● Texto extraído:
++++

ENTRE OS DIREITOS E AS OBRIGAÇÕES
Por Valmir Nascimento Milomem Santos
Considero o ato de efetuar compras num supermercado extremamente desgastante. Dirigir todo santo mês, entre gôndolas e sessões um carrinho de mão tentando driblar os demais clientes não é um das minhas atividades preferidas. Por isso, nessas ocasiões converso o mínimo; poupo as palavras. No máximo alguns acenos de cabeça, uma saudação aqui, um aperto de mão ali, até o triunfante momento de passar pelo caixa.
Sempre que vamos ao supermercado minha esposa e eu dividimos as tarefas. Ela se encarrega de pegar os produtos de higiene, alimentação, limpeza, lazer, etc, etc. Enquanto eu, é claro, fico com três funções básicas: guiar o carrinho com nosso filho Vinícius a bordo; escolher a marca do palmito em conserva; e, por fim, minha maior serventia, sacar meu talão de cheques.
Em verdade, aproveito esse momento para pensar. Penso em quase tudo. Penso no trabalho. Faço uma reflexão sobre a igreja. Reflito sobre o que hei de escrever nessa coluna. Observo as pessoas que fazem suas compras: uma senhora que escolhe a marca do alvejante, o rapaz que toma café enquanto espera a sua namorada se decidir por qual arroz comprar, uma criança que chora copiosamente aos pés da mãe implorando uma barra de chocolate.
Outro dia lá estava eu – no supermercado. Especificamente, na fila do açougue. Era início de noite. Acabara de sair do trabalho. Apressado. Louco para fazer meu pedido e ir para casa. Enquanto aguardava, fazia minhas observações. Vagava meu pensamento.
Nesse exato instante, um senhor de meia idade, cabelos grisalhos, empurrando um carrinho de compras junta-se à fila, logo depois de mim. Fez um sinal com a cabeça como um sinal de cumprimento, o que eu gentilmente retribuí, com um breve e rápido balançar da cabeça, voltando-me à posição anterior. Mas eis que ouço uma voz:
– Você acha que o Brasil é um País democrático?
Olhei de um lado e de outro para tentar localizar o destinatário daquela pergunta. A pessoa da fila, logo à minha frente acabara de ser atendida, não podia ser ela. A moça da padaria, que trabalhava alguns poucos metros também não esboçou nenhuma reação, estava entregue aos seus afazeres. Não tinha jeito, o destinatário da pergunta era eu, logo eu. Pus-me a imaginar quem em sã consciência faria uma pergunta dessas dentro de um supermercado, na fila do açougue.

++++

● Linhas fornecidas:
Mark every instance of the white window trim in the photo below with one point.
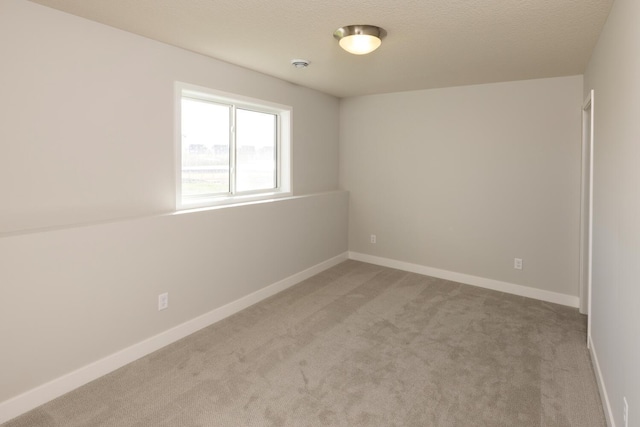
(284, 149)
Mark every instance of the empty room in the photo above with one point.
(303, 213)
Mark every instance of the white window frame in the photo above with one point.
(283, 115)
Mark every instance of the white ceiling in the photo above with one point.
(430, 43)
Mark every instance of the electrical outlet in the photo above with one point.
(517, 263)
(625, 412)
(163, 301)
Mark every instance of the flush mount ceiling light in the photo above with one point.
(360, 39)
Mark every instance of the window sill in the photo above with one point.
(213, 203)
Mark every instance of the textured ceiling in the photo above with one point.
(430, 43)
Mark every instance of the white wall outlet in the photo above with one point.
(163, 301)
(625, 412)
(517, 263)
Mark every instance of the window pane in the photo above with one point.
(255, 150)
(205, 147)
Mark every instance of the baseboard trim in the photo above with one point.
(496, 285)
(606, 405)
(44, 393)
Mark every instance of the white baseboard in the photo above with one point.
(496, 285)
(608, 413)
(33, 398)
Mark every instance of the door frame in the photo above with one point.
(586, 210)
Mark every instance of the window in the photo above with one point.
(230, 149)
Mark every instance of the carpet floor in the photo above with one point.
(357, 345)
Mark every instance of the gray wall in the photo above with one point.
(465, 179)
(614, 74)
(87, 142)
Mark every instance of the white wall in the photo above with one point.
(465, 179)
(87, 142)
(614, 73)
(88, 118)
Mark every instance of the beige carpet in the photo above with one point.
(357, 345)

++++

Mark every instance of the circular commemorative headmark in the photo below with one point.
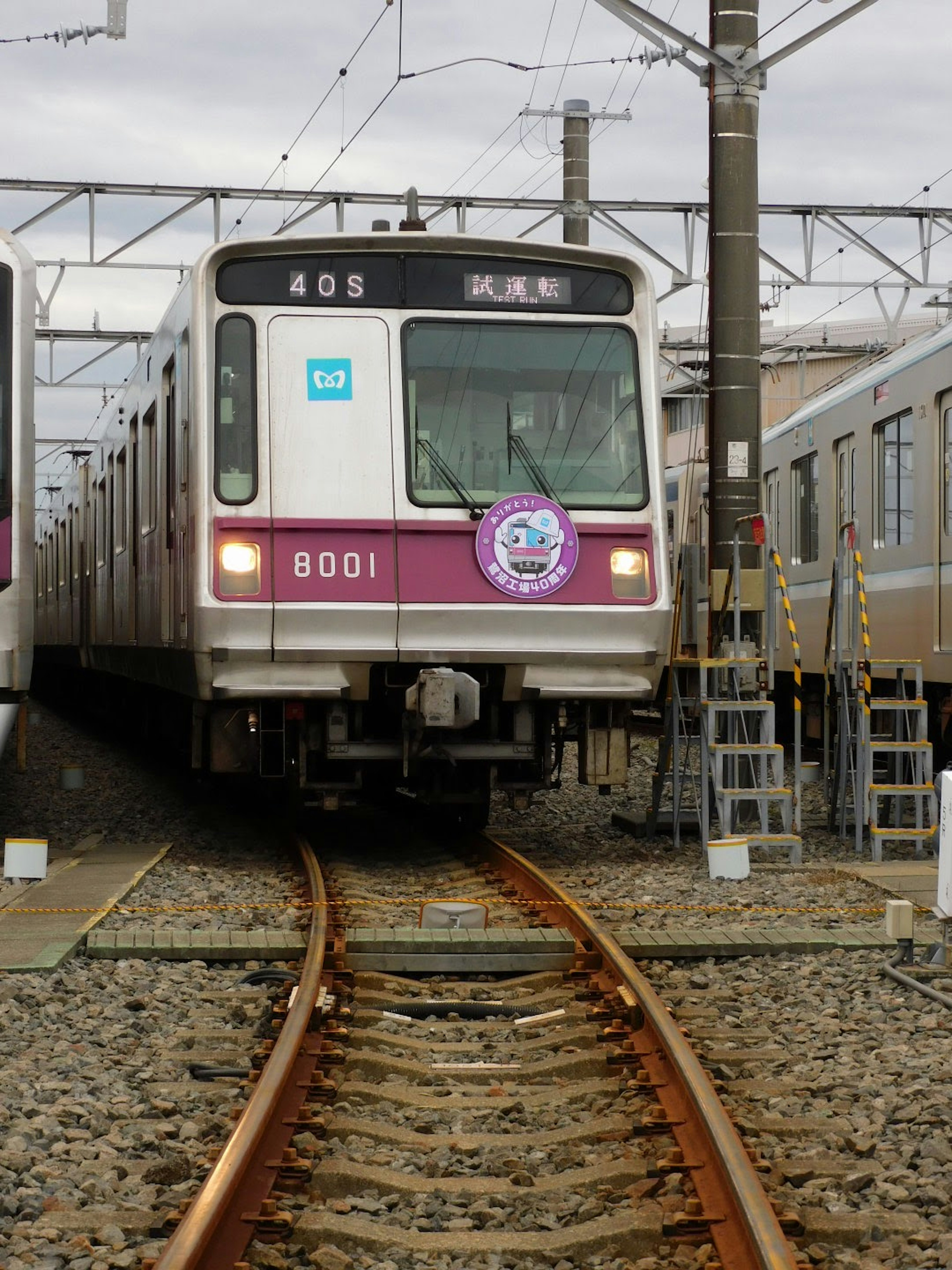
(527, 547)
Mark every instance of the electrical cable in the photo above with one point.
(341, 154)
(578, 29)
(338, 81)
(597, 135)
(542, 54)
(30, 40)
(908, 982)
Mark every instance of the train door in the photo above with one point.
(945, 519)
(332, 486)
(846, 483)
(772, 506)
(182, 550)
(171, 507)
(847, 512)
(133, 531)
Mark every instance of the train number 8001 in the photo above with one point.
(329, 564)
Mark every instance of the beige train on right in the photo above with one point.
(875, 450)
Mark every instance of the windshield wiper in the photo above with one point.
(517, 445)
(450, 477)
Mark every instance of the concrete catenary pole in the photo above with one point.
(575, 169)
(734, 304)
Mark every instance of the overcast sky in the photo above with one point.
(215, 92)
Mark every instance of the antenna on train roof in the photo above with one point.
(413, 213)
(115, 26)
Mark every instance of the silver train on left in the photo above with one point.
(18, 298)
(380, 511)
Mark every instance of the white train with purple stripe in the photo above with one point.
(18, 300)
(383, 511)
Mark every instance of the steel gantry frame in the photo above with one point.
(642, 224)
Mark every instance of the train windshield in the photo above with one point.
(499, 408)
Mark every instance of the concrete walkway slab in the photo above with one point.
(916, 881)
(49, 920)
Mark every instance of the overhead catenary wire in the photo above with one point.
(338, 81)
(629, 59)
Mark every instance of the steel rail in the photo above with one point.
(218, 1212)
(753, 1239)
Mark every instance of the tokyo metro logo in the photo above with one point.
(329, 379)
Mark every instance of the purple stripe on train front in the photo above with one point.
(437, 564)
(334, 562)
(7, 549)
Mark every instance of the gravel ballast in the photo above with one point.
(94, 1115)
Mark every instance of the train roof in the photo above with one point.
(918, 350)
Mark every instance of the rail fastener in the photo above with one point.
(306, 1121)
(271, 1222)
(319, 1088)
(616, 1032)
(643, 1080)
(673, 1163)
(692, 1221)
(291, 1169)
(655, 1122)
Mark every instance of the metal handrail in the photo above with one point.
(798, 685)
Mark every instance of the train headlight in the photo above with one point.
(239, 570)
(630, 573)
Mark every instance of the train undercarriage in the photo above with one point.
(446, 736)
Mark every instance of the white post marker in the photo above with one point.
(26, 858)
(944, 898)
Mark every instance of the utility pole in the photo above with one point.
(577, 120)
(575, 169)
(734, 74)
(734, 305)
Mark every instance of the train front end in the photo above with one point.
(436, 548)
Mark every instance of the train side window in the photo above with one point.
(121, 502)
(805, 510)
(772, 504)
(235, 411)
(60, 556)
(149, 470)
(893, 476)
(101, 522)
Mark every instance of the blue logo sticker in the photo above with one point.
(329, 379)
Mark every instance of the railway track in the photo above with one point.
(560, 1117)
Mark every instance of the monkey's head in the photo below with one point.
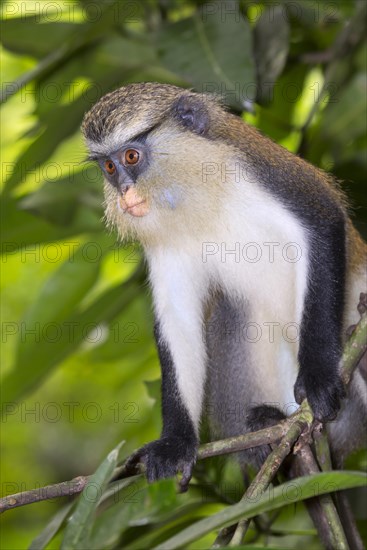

++++

● Exercício proposto 1: Copie do texto sobre as compras no supermercado o trecho que começa em "Nesse exato instante, um" e termina em "supermercado, na fila do açougue.".
● Exercício proposto 2: Prossiga com o texto sobre as compras no supermercado a partir do ponto em que ele para.

● Resposta 1:
Nesse exato instante, um senhor de meia idade, cabelos grisalhos, empurrando um carrinho de compras junta-se à fila, logo depois de mim. Fez um sinal com a cabeça como um sinal de cumprimento, o que eu gentilmente retribuí, com um breve e rápido balançar da cabeça, voltando-me à posição anterior. Mas eis que ouço uma voz:
– Você acha que o Brasil é um País democrático?
Olhei de um lado e de outro para tentar localizar o destinatário daquela pergunta. A pessoa da fila, logo à minha frente acabara de ser atendida, não podia ser ela. A moça da padaria, que trabalhava alguns poucos metros também não esboçou nenhuma reação, estava entregue aos seus afazeres. Não tinha jeito, o destinatário da pergunta era eu, logo eu. Pus-me a imaginar quem em sã consciência faria uma pergunta dessas dentro de um supermercado, na fila do açougue.

● Resposta 2:
O máximo que se ouve em ocasiões como essas são perguntas do tipo: Será que vai chover hoje? Tá calor aqui, não? Você acha que esse produto é bom? Perguntas no melhor estilo “fast food”, rápidas por natureza, indagações para preencher o tempo. Nada como aquela que eu acabara de ouvir. Nada de coisas profundas. Nada de análises. Sem essa de investigações filosóficas, sociológicas e/ou políticas.
Pensei no quão bom seria se minha esposa estivesse presente. Talvez eu diria a ela o seguinte:
“Querida, fique aqui enquanto vou pegar o carvão.”
Pronto, estaria livre de um debate. Mas ela não estava, nem mesmo um amigo salvador, ou um conhecido qualquer, pois bastaria um simples “oi” para me desvencilhar daquela situação. O problema não era a pergunta, mas sim o contexto. Gosto de falar sobre democracia; tenho prazer em debatê-lo, porém, em outras ocasiões. Não estava com vontade alguma de debater democracia entre uma pilha de frangos congelados e uma costela de porco. Não, definitivamente não estava interessado em falar sobre esse assunto, ou qualquer outro do tipo na fila de um açougue. Mas o outro cidadão queria, tanto que ele voltou a repetir:
– Você acha que o Brasil é um País democrático?
Dessa vez, entretanto, sua voz era mais forte, mais intensa, mais enérgica, quase um grito. Tanto que outras pessoas olharam, não somente pra ele, mas pra mim também, o que me fez perceber o quanto eu precisava dar-lhe atenção antes que ficasse nervoso e a coisa complicasse. Antes, porém, pensei comigo: Será que ele me conhece? Já havíamos conversado alguma vez? Será que estava bravo com o governo e resolveu debater com a primeira pessoa de uma fila que encontrasse, no caso, eu? Não sei. A única coisa que eu tinha certeza é que precisava dar uma resposta. Poderia ter feito um preâmbulo acerca do histórico e das mudanças históricas da democracia no Brasil, mas não queria alongar a conversa, então respondi de forma simples e direta:
– SIM!
Pensei que tudo estava resolvido. Mas não estava, nenhum pouco. E aquele homem prosseguiu, com o rosto ruborizado e a voz trêmula:
– Democrático? Brasil, um País democrático? Não, não é não. O Brasil não é um País democrático…
Enquanto ele falava e gesticulava, eu orava em espírito, pedindo para que o açougueiro me chamasse. Mas nada de me chamarem. E o “analista” prosseguia com seu discurso:
– … olha só o que me aconteceu. Somente porque eu não votei em três eleições meu titulo eleitoral foi cancelado. Que liberdade e democracia são essas em que a pessoa é obrigada a votar se não exercer o seu voto o titulo é cancelado?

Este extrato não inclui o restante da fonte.